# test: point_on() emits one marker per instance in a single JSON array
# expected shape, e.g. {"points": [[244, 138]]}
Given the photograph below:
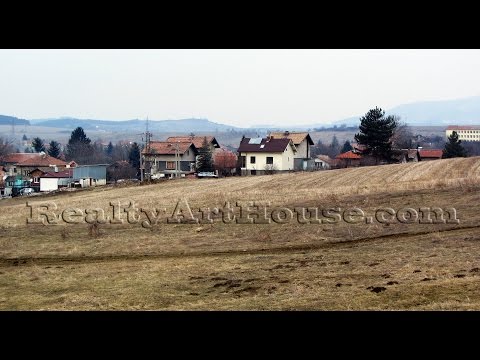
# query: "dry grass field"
{"points": [[334, 265]]}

→ **Set exercise**
Write the lines of the records as a JSON list of strings, one string per line and no blank lines, leaving out the pictures.

→ **Right answer**
[
  "# test: point_on() emits one marker per instance in a single JSON array",
  "# expected shape, e.g. {\"points\": [[244, 138]]}",
  "Given the photograph below:",
  "# query: \"dry grass field\"",
  "{\"points\": [[334, 265]]}"
]